In [1]:
# System modules
from queue import Queue
from threading import Thread
from collections import Counter
import time
import random
import itertools

#import curses
#stdscr = curses.initscr()
#stdscr.clear()

In [2]:
INVALID_ID    = -1        # stop, or empty, or not available etc.

NDATACENTERS    = 3

WAITTIME_FOR_CHECKING_INPUTDATASET = 5.1       # how long should the job wait for checking again.


DATASET_SIZE_MIN = 100
DATASET_SIZE_MAX = 1000

NUMBER_OF_FILES = 10000


'''
#      parameters and variables for each datacenter with index 0, 1, ...
'''
vecWaitAfterJob = [5, 6, 3]         # [s] 1/performance each datacenter per job

# vecVecWaitTimes[src][dst], each 0-based just the storage element
vecVecWaitTimes = []
vecVecWaitTimes.append( [ 0, 10,  5] ) # down-link metric to data center 1
vecVecWaitTimes.append( [10,  0,  5] ) # ... to data center 2
vecVecWaitTimes.append( [ 5, 15,  0] ) # ... to data center 3

In [None]:
# storage elements each data center (storage1:datacenter1, storage2:datacenter2, ...)
storFiles = []
'''
storFiles.append( Counter([1, 2, 3])     )    #storage element 1
storFiles.append( Counter([4,5,6,7,8,9]) )    #storage element 2
storFiles.append( Counter([10,11])       )    #storage element 3
'''
storFiles.append( dict({1:1, 2:1, 3:1})           )    #storage element 1
storFiles.append( dict({4:1,5:1,6:1,7:1,8:1,9:1}) )    #storage element 2
storFiles.append( dict({10:1,11:1})               )    #storage element 3
# here the files go temporarily when jobs waiting on them /
# = the input data set is transfered to the storage element of the data center
#   where the job executes.
# This could be used for locking the files / duplicating etc.
storFilesForJobs = []
storFilesForJobs.extend([dict({}), dict(), dict()]) # no input data sets yet

jobsLocal  = [0, 0, 0] #no job running
filesLocal = [0, 0, 0] #no job running

qJobs = Queue() # Job Queue. Use a queue enclosure like here
     # anyway, one job queue, jobs taken from threads each worker (data center) job pipeline
     # queueEncl.put() and queueEncl.get()

§ Exercise description: Extend the data center simulation code above, starting right after its last line.

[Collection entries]

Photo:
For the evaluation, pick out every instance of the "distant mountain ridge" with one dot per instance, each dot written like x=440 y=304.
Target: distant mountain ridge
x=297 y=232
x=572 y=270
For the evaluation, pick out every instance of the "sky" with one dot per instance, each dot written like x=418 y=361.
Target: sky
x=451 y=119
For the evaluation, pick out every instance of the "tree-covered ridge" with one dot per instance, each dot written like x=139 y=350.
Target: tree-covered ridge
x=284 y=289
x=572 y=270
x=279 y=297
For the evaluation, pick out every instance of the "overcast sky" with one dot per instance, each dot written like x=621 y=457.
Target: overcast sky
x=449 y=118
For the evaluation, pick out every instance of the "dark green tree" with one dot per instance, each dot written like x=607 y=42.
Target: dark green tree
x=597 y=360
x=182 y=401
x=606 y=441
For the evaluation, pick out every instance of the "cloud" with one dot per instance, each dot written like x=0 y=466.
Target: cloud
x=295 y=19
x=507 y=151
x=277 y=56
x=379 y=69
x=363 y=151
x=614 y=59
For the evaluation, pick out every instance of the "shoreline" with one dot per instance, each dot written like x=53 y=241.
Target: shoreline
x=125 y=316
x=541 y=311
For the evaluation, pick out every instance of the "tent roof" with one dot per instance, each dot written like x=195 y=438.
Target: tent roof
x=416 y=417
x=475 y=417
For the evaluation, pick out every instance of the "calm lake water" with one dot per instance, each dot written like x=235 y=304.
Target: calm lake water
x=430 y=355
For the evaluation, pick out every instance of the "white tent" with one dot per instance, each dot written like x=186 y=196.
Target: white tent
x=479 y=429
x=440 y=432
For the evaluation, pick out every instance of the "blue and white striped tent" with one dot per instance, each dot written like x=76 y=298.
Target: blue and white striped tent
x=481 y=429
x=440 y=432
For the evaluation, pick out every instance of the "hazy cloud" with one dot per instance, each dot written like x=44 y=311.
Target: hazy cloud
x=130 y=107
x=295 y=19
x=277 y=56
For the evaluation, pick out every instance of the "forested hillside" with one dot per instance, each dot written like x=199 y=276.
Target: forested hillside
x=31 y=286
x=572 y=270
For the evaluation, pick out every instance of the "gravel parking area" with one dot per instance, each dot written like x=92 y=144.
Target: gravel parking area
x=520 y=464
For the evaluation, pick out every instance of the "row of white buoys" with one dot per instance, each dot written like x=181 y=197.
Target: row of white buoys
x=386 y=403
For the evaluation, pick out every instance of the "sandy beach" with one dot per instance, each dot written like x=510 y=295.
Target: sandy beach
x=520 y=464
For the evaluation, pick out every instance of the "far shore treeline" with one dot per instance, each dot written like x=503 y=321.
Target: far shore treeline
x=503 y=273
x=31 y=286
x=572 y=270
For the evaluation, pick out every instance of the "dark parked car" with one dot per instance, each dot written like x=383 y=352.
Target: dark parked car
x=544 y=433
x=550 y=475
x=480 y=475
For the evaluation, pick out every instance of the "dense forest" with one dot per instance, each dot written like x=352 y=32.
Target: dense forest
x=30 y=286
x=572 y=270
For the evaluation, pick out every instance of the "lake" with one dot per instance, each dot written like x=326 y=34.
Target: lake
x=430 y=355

§ Response to this exercise:
     # queueEncl.join() blocks until all items got out of the queue

# file pipelines from storage element to each other (1:n)
# fill in tupels 
#    e.g. qTransfers[0].put([2, 0])               # (fileid, destinationStorage)
qTransfers = [Queue(), Queue(), Queue()]

In [None]:
# give the status for each datacenter in order to print pretty
#def updateAndPrintStatus(jobIds,files=["","",""]):
def updateAndPrintStatus(threadnr, nJobExecuted, jobid):
    # fields for each data center: execution and storage
    global jobsLocal
    global filesLocal

    jobsLocal[threadnr] = jobid
    #if files[i]: filesLocal[i] = files[i]

    strout = ""
    if threadnr == 0:   strout = str(" |  %05d\'th:job%05d  |                    |                    | ")
    elif threadnr == 1: strout = str(" |                     | %05d\'th:job%05d  |                    | ")
    elif threadnr == 2: strout = str(" |                     |                    | %05d\'th:job%05d  | ")

    print( " job%05d       job%05d      job%05d " % \
           (int(jobsLocal[0]),int(jobsLocal[1]),int(jobsLocal[2])) )
    #print( strout % (nJobExecuted, jobid) )


# generate random data input set for job
# return: file list [fileX, fileY, ...] for [dataCenter0,dataCenter1,...]
# a value -1 means don't take a file from there
def getInputDataSet(jobid): #jobid not used now
    inputDataSet = []  #.append, invalid files are INVALID_ID
    population = range(NUMBER_OF_FILES)
    #valueselect = random.randrange( n )      # random number in this range
            
#    size = random.randint(DATASET_SIZE_MIN, DATASET_SIZE_MAX)
    size = random.randint(1, 10)
    inputDataSet = random.sample(population, 3)

    print("inputDataSet generated for jobid", jobid, "is", inputDataSet)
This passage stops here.